» What needs to be done: Copy exactly the lines from the first line of the records below through the line containing "box: [550, 185, 575, 210]", including both, and nothing else.

» Extracted records:
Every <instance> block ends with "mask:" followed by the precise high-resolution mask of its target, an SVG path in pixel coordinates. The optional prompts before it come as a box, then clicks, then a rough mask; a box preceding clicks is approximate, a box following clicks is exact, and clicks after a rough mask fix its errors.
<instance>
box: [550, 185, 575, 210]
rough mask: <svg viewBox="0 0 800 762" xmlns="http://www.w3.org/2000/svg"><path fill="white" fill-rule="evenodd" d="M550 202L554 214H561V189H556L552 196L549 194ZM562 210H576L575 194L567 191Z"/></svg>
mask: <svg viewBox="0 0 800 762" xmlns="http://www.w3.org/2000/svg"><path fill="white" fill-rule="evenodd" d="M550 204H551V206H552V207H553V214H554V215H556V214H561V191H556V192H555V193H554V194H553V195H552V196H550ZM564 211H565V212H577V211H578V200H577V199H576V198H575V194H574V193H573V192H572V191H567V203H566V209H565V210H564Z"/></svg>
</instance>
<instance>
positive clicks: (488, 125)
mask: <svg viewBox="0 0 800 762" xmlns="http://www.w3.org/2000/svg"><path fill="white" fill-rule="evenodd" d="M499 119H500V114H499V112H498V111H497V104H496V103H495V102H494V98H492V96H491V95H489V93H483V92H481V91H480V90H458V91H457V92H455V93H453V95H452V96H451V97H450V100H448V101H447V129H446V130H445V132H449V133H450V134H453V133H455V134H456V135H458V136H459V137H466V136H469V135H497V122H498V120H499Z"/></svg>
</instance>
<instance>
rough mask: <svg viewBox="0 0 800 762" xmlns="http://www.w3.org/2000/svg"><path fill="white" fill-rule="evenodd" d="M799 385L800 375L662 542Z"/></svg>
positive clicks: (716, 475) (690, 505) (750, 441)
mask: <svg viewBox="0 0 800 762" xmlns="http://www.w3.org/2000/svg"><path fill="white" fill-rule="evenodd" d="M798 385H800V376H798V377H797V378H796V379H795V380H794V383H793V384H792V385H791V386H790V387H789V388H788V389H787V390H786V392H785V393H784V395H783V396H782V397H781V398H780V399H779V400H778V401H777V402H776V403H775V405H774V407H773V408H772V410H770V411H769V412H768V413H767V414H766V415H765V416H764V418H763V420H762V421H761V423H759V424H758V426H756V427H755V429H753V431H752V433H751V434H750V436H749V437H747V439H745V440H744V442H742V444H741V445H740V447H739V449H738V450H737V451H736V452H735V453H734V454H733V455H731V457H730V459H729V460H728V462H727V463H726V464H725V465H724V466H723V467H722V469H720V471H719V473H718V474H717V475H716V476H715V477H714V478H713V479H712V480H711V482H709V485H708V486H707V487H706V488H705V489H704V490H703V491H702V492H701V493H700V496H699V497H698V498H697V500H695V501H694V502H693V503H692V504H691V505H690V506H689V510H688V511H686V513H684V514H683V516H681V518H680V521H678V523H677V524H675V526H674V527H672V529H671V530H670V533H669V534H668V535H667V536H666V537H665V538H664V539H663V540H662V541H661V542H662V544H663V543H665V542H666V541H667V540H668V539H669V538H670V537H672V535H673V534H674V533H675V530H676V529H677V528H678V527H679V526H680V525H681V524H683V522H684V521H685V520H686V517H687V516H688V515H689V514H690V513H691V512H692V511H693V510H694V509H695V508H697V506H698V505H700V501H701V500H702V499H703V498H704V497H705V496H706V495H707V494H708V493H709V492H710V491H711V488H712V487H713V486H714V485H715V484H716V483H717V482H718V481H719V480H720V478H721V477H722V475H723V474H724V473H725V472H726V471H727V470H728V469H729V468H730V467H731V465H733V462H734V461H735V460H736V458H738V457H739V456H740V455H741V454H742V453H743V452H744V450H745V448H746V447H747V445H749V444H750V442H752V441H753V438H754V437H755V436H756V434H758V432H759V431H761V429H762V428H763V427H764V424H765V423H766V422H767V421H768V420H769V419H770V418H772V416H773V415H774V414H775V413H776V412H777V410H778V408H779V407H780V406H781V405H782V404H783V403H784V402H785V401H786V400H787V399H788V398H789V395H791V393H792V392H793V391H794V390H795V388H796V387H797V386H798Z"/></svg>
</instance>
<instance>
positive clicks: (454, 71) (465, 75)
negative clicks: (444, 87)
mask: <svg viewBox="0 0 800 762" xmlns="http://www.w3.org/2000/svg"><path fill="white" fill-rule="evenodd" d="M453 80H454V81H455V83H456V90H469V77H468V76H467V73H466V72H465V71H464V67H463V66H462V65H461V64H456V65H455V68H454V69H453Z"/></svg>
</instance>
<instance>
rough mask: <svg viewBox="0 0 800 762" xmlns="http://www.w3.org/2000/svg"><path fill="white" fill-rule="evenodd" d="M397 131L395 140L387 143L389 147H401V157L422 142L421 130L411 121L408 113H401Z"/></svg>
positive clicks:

» Solution for this problem:
Every <instance> block ends with "mask:" followed by the precise high-resolution mask of its target, an SVG path in pixel coordinates. The optional prompts before it come as a box, then clicks, then a rough mask; a box preceding clicks is approximate, a box following clicks is exact, and clicks after a rough mask fix its errors.
<instance>
box: [550, 185, 575, 210]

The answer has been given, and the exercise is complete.